┌─ SELECTED EXTRACT

Creating a Plastic-Free New England

CLF’s Zero Waste Project is taking on plastics at the regional level by pushing for plastic bag bans in all six New England states

Kirstie Pecci

Today, the City of Boston launches its plastic bag ban. Retail stores will no longer give customers flimsy, single-use plastic bags at checkout. Instead, customers will be encouraged to bring in their own reusable bag or pay five cents for a paper or compostable bag. This should keep 350 million single-use plastic bags a year from littering our highways, neighborhoods, and beaches; contaminating our recycling system; filling our landfills; and polluting our air when they are burned in incinerators.

It’s a great first step away from single-use plastic.

But Boston taking this action isn’t enough to stop the growing plague of plastic pollution. Plastic bags harm our environment from the beginning to the end of their lifecycle. Plastic is created from fossil fuels, feeding our addiction to these dangerous sources of energy. And plastic creates climate-damaging emissions at the end of its life, whether it’s burned in an incinerator or buried in a landfill.

It’s time to take New England’s work reducing plastic pollution to the next level. That’s why CLF’s Zero Waste Project is launching our campaign to ban single-use plastic bags in all six New England states. Banning single-use bags from Connecticut to Maine would mean less pollution, cleaner coastlines, and healthier communities for all.

└─
┌─ DATA TO EXAMINE

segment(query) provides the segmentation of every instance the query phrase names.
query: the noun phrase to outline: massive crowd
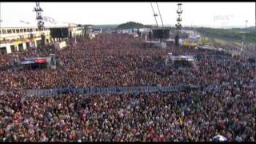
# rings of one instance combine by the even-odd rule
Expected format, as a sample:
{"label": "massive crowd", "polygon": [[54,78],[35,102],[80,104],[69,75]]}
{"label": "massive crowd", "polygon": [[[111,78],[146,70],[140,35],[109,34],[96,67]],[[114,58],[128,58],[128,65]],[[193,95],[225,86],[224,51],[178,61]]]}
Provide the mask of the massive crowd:
{"label": "massive crowd", "polygon": [[[223,58],[198,50],[195,66],[166,66],[167,50],[145,49],[126,34],[77,38],[56,51],[56,70],[2,70],[0,141],[209,142],[255,141],[256,68],[246,59]],[[52,49],[2,56],[14,59],[46,55]],[[20,90],[92,86],[218,85],[178,93],[27,98]]]}

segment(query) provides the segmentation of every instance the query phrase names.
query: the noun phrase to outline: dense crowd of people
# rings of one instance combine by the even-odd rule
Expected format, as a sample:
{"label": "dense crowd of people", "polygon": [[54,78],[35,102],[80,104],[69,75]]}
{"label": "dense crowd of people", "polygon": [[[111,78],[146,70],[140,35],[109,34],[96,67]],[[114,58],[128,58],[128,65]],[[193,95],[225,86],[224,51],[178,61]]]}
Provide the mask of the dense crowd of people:
{"label": "dense crowd of people", "polygon": [[[256,68],[246,58],[227,58],[198,50],[192,67],[166,66],[169,51],[142,48],[126,34],[77,38],[56,55],[56,70],[2,70],[0,74],[0,141],[210,142],[255,141]],[[2,56],[47,55],[52,48]],[[218,86],[174,93],[26,97],[20,90],[111,86]],[[256,82],[255,82],[256,84]]]}

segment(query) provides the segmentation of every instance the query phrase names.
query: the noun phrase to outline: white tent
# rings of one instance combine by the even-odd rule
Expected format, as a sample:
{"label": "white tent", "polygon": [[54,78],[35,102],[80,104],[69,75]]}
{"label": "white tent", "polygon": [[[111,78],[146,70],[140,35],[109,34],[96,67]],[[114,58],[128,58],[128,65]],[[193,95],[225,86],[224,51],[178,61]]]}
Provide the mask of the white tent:
{"label": "white tent", "polygon": [[227,141],[227,138],[222,135],[216,135],[215,137],[214,137],[214,141],[217,142],[225,142]]}

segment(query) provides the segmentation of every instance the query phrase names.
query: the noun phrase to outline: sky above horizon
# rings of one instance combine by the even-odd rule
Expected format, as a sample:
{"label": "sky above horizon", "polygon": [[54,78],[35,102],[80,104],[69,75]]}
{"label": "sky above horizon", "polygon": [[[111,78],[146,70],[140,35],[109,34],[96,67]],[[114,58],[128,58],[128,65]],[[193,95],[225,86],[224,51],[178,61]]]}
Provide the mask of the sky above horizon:
{"label": "sky above horizon", "polygon": [[[182,25],[207,27],[255,26],[255,2],[182,2]],[[155,2],[152,2],[158,14]],[[174,26],[178,2],[158,2],[165,26]],[[40,2],[42,16],[58,24],[121,24],[129,21],[154,24],[150,2]],[[36,25],[35,2],[0,2],[1,27]],[[159,14],[158,14],[159,15]],[[28,22],[30,24],[20,21]],[[158,17],[158,24],[161,23]],[[50,25],[46,22],[46,25]]]}

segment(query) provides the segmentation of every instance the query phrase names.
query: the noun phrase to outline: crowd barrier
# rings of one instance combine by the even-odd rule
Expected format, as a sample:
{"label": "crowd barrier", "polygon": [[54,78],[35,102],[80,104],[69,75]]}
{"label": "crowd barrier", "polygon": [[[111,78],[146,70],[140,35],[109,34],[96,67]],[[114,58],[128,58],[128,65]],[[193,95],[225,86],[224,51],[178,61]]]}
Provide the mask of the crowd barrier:
{"label": "crowd barrier", "polygon": [[[220,86],[230,86],[229,82],[223,82],[222,85],[193,86],[180,84],[170,86],[110,86],[110,87],[86,87],[86,88],[62,88],[62,89],[31,89],[23,91],[28,97],[42,95],[53,96],[58,94],[140,94],[140,93],[157,93],[157,92],[179,92],[182,90],[201,90],[203,91],[218,91]],[[253,81],[248,85],[249,87],[256,87],[256,82]]]}
{"label": "crowd barrier", "polygon": [[156,92],[178,92],[181,88],[178,86],[112,86],[112,87],[86,87],[86,88],[63,88],[63,89],[41,89],[25,90],[26,96],[35,95],[52,96],[65,94],[139,94]]}

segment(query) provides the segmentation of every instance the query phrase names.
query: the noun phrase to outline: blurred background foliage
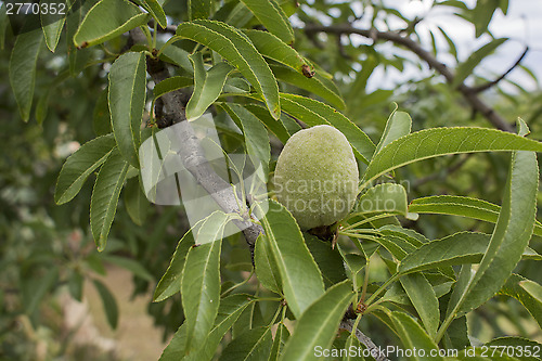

└─

**YOUR GOAL**
Pick up the piece on banning plastic bags across New England right after its last sentence and keep it going. The items have nothing to do with what comes next.

**YOUR RESPONSE**
Building on Local Progress to Cut Plastic Pollution

Thanks to local grassroots groups and statewide organizations like Mass Green Network and Bring Your Own CT, municipal bag bans have risen sharply across the region. In Massachusetts, almost 90 cities and towns (including Boston) have passed bag bans, covering about 40 percent of the people living in the state.

About 20 percent of Mainers live in a city or town with a bag ban. More than a fourth of Rhode Island cities and towns have passed them, and CLF has been working with a diverse set of stakeholders on Rhode Island Governor Gina Raimondo’s Task Force to Tackle Plastics.

Statewide legislation has been proposed in all six New England states, but none has passed yet. CLF will be working to change that as we head into 2019.

Moving Toward a Plastic-Free Future Together

The problem single-use plastic creates for the ocean and marine life has been well-documented, including the disturbing prediction that there will be more plastic than fish in the ocean by 2050.

But our current system of unregulated plastic use also harms people and communities across New England. Plastic manufacturing plants, as well as the landfills and incinerators where plastic ends up, all release toxic chemicals into the surrounding air and water. These plants, landfills, and incinerators are disproportionately located in environmental justice communities – low-income and minority communities who bear the brunt of the dangerous health risks of our current system.

New plastic bag policies must respond to the needs not just of our environment but of New England’s environmental justice communities. The first and most important strategy is one of inclusion: representatives from environmental justice and other historically marginalized communities need to be at the table as plastic policies are shaped. With an inclusive approach, new policies can both reduce toxic plastic in communities and not place an unfair financial burden on the people living in them.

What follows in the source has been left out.